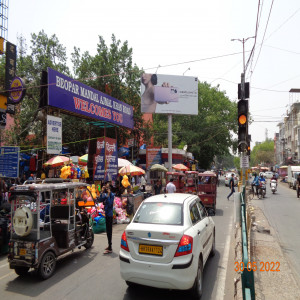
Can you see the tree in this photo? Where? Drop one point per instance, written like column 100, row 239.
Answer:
column 263, row 153
column 45, row 52
column 208, row 134
column 112, row 71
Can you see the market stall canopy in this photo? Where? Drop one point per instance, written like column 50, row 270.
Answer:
column 131, row 170
column 158, row 167
column 180, row 167
column 123, row 162
column 58, row 160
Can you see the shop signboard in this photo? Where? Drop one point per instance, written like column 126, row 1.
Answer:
column 54, row 135
column 9, row 162
column 10, row 72
column 169, row 94
column 77, row 98
column 106, row 160
column 153, row 156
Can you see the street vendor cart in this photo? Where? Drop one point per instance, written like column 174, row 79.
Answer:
column 207, row 191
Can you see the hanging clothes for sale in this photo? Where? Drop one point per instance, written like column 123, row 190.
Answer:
column 32, row 163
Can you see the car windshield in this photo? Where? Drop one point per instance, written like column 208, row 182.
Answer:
column 159, row 213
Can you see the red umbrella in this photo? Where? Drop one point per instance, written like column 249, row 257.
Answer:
column 58, row 160
column 180, row 167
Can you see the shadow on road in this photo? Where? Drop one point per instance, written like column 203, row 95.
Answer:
column 27, row 285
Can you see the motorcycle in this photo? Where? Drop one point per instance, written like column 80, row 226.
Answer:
column 273, row 186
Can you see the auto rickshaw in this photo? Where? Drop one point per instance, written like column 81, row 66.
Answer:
column 191, row 182
column 178, row 180
column 207, row 190
column 48, row 220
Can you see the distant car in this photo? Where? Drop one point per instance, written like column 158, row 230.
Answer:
column 228, row 176
column 268, row 174
column 168, row 243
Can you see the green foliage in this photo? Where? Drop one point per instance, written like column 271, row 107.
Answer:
column 263, row 153
column 208, row 134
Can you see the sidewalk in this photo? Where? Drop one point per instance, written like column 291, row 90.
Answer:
column 265, row 251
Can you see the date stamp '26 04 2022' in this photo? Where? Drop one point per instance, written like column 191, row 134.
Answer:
column 261, row 266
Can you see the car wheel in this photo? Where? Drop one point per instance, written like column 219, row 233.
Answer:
column 21, row 271
column 90, row 239
column 47, row 265
column 197, row 288
column 213, row 247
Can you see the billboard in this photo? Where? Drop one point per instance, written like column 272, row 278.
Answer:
column 169, row 94
column 54, row 135
column 73, row 96
column 106, row 160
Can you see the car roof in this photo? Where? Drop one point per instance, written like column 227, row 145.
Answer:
column 173, row 197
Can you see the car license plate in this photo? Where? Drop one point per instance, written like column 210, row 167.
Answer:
column 22, row 252
column 150, row 249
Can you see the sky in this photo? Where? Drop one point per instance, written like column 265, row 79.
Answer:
column 193, row 38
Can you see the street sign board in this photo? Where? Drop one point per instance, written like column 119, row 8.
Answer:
column 9, row 162
column 244, row 162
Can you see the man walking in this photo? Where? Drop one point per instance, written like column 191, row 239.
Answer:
column 107, row 197
column 171, row 188
column 231, row 185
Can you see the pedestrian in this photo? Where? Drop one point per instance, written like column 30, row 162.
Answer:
column 143, row 183
column 107, row 197
column 231, row 185
column 3, row 190
column 171, row 188
column 157, row 188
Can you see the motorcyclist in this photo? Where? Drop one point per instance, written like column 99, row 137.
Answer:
column 255, row 183
column 262, row 180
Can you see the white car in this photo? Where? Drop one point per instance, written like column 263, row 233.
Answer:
column 168, row 243
column 268, row 174
column 228, row 177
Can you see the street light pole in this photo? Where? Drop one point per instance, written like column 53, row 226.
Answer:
column 243, row 98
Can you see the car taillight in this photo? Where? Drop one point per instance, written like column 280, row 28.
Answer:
column 185, row 246
column 124, row 244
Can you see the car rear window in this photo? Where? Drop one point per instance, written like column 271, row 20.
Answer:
column 159, row 213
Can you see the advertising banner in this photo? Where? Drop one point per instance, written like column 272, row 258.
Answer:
column 106, row 160
column 153, row 156
column 9, row 162
column 73, row 96
column 111, row 159
column 54, row 135
column 169, row 94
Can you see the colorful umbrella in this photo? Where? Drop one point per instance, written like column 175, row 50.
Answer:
column 180, row 167
column 57, row 161
column 158, row 167
column 83, row 159
column 131, row 170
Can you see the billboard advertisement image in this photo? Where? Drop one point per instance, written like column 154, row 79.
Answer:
column 169, row 94
column 75, row 97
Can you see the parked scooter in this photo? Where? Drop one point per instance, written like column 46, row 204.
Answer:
column 273, row 185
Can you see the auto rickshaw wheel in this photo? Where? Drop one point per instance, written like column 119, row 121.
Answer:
column 47, row 265
column 21, row 271
column 89, row 239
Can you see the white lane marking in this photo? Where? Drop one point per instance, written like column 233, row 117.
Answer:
column 4, row 266
column 223, row 266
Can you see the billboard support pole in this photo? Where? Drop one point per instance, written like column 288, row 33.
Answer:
column 170, row 142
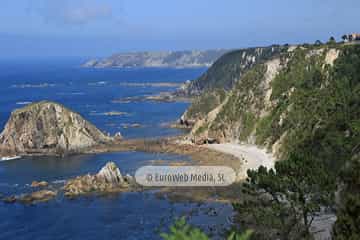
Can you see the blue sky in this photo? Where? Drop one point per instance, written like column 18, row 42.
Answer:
column 43, row 28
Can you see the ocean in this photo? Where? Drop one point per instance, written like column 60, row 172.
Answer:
column 102, row 97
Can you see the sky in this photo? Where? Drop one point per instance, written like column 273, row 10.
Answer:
column 95, row 28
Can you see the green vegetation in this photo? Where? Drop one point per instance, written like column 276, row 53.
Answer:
column 222, row 76
column 244, row 104
column 182, row 231
column 285, row 201
column 315, row 110
column 347, row 226
column 205, row 103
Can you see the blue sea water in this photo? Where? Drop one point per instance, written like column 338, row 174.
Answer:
column 91, row 93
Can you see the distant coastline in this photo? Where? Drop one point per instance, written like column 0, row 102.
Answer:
column 171, row 59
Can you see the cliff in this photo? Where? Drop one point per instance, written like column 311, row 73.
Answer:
column 183, row 59
column 211, row 88
column 48, row 127
column 300, row 99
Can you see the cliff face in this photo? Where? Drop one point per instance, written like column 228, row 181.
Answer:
column 285, row 102
column 213, row 86
column 48, row 127
column 159, row 59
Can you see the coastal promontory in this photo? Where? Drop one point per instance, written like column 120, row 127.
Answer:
column 49, row 128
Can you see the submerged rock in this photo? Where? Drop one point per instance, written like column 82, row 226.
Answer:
column 48, row 127
column 111, row 174
column 10, row 199
column 109, row 179
column 39, row 184
column 39, row 196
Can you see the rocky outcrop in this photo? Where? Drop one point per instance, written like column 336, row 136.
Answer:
column 266, row 87
column 31, row 198
column 47, row 128
column 158, row 59
column 36, row 184
column 109, row 179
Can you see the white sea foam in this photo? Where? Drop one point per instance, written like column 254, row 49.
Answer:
column 10, row 158
column 23, row 103
column 40, row 85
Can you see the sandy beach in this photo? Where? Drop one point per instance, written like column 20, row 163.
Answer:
column 251, row 156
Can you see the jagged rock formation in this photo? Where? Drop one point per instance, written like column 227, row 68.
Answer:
column 275, row 100
column 109, row 179
column 48, row 127
column 158, row 59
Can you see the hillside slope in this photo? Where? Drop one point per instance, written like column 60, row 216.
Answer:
column 305, row 99
column 158, row 59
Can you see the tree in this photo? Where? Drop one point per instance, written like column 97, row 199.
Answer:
column 285, row 200
column 182, row 231
column 347, row 226
column 318, row 43
column 332, row 40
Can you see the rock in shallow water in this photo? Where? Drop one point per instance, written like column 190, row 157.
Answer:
column 35, row 184
column 48, row 127
column 109, row 179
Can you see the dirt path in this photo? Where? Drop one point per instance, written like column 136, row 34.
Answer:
column 251, row 156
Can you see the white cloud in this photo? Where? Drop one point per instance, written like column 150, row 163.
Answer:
column 71, row 12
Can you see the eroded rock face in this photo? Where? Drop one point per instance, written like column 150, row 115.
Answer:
column 49, row 127
column 110, row 174
column 109, row 179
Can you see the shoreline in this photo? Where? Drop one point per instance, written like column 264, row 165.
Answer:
column 208, row 155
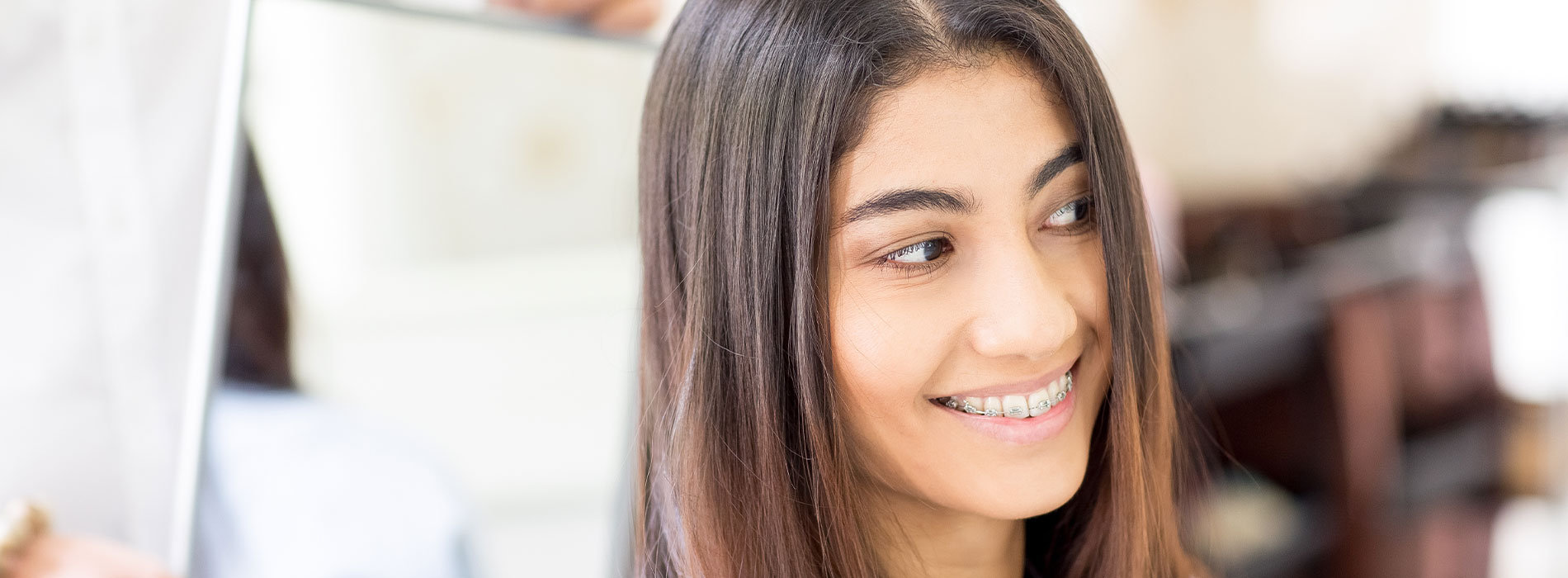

───

(Requirements) Rewrite the records above as a Markdown table with the columns Row and Line text. Start at the line containing "Can you see the motorcycle", end at the line containing "column 150, row 249", number each line, and leave out blank lines.

(Response for this exercise)
| Row | Line text |
|---|---|
| 1 | Can you see the motorcycle in this photo? Where? Drop one point per instance, written like column 80, row 226. |
| 2 | Answer: |
| 3 | column 273, row 186 |
| 4 | Can you see the auto rickshaw in this photo? Where? Drop one point per instance, written like column 81, row 66. |
| 5 | Answer: |
| 6 | column 191, row 182 |
| 7 | column 178, row 180 |
| 8 | column 207, row 190 |
| 9 | column 48, row 220 |
| 10 | Can you see the distant car in this photo? Where? Drop one point per instance, written like column 158, row 230. |
| 11 | Answer: |
| 12 | column 228, row 176 |
| 13 | column 268, row 174 |
| 14 | column 168, row 243 |
| 15 | Can you see the green foliage in this photo? Where? Drop one point per instance, written like column 271, row 107. |
| 16 | Answer: |
| 17 | column 263, row 153 |
| 18 | column 208, row 134 |
| 19 | Can you see the sidewalk in this photo? Where? Drop one point per instance, written like column 291, row 90. |
| 20 | Answer: |
| 21 | column 265, row 251 |
| 22 | Can you see the date stamp '26 04 2022' in this photo? Where? Drop one point per instance, written like column 191, row 134. |
| 23 | Answer: |
| 24 | column 261, row 266 |
| 25 | Can you see the car wheel in this photo? Where? Drop one point per instance, written like column 219, row 233. |
| 26 | Answer: |
| 27 | column 21, row 271 |
| 28 | column 90, row 239 |
| 29 | column 47, row 265 |
| 30 | column 197, row 288 |
| 31 | column 213, row 247 |
| 32 | Can you see the billboard in this photo? Where? Drop one point per instance, written like column 272, row 278. |
| 33 | Answer: |
| 34 | column 169, row 94 |
| 35 | column 54, row 135 |
| 36 | column 73, row 96 |
| 37 | column 106, row 160 |
| 38 | Can you see the car roof in this photo? Where? Drop one point per instance, written like column 227, row 145. |
| 39 | Answer: |
| 40 | column 173, row 197 |
| 41 | Can you see the car license plate in this photo? Where? Drop one point per instance, written like column 210, row 167. |
| 42 | Answer: |
| 43 | column 22, row 252 |
| 44 | column 150, row 249 |